>>
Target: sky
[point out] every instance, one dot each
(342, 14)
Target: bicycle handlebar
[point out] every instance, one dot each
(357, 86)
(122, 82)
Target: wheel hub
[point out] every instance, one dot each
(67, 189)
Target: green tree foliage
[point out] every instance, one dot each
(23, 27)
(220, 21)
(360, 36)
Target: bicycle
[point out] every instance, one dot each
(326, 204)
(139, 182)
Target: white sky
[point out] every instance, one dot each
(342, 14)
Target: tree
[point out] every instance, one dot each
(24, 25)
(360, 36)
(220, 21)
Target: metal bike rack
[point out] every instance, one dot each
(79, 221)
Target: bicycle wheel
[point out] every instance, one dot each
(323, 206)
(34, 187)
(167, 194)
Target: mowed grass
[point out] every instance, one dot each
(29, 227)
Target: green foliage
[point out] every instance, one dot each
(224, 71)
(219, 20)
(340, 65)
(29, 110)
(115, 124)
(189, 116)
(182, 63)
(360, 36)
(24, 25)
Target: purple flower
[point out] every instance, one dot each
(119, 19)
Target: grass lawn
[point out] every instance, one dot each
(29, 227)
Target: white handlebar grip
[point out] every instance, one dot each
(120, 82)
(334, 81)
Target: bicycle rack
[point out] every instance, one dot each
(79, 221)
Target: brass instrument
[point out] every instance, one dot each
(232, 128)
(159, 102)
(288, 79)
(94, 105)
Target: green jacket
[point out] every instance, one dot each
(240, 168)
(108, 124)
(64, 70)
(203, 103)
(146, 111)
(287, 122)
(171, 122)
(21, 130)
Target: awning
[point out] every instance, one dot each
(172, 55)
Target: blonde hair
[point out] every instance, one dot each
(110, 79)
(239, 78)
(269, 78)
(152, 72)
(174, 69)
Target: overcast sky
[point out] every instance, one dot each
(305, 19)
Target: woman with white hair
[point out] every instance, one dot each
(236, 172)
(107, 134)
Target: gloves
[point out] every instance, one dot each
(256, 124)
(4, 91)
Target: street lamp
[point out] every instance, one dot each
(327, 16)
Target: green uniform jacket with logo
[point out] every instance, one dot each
<<
### Task instructions
Please reproduce all of the material above word for word, keeping every line in its original order.

### Full answer
Target: sky
[point out] every instance, one dot each
(342, 14)
Target: bicycle handlebar
[point out] every instance, one dot each
(357, 86)
(122, 82)
Target: wheel hub
[point out] every instance, one dot each
(67, 189)
Target: green tree foliage
[point out] every instance, one dot each
(23, 27)
(220, 21)
(360, 36)
Target: bicycle
[point out] every instance, one dot each
(326, 204)
(139, 182)
Target: white sky
[point out] every instance, one dot each
(342, 14)
Target: tree
[point out] every instance, one dot each
(24, 25)
(360, 36)
(220, 21)
Target: metal bike rack
[point out] every instance, one dot each
(79, 221)
Target: bicycle wheel
[point out] every instance, one dot each
(323, 206)
(34, 187)
(167, 194)
Target: mowed grass
[point out] every instance, one dot each
(29, 227)
Target: green foliage
[point out] every instance, one dot each
(224, 71)
(219, 20)
(340, 65)
(29, 110)
(115, 124)
(189, 116)
(182, 63)
(360, 36)
(24, 25)
Target: purple flower
[point out] every instance, one dot each
(119, 19)
Target: grass lawn
[point out] every instance, one dot each
(29, 227)
Target: white handlebar grip
[point out] every instance, one dot each
(120, 82)
(334, 81)
Target: bicycle rack
[point out] every instance, one dot each
(79, 221)
Target: brass instrument
[point out] every instance, one dot each
(232, 128)
(159, 102)
(288, 79)
(94, 105)
Target: green jacket
[point out] every instance, one dot each
(240, 168)
(108, 124)
(64, 70)
(203, 103)
(146, 111)
(287, 122)
(171, 122)
(21, 130)
Target: awning
[point out] every instance, one dot each
(172, 55)
Target: blonde hair
[point out] every instance, one dot each
(110, 79)
(239, 78)
(269, 78)
(152, 72)
(174, 69)
Target: overcast sky
[point out] every instance, one dot each
(305, 19)
Target: woman with white hair
[point out] every instance, one dot each
(236, 172)
(107, 134)
Target: gloves
[point out] every instance, one dot each
(256, 124)
(4, 91)
Target: street lamp
[point out] every instance, one dot each
(327, 16)
Target: green uniform jacket with logo
[point out] every instance, one dot each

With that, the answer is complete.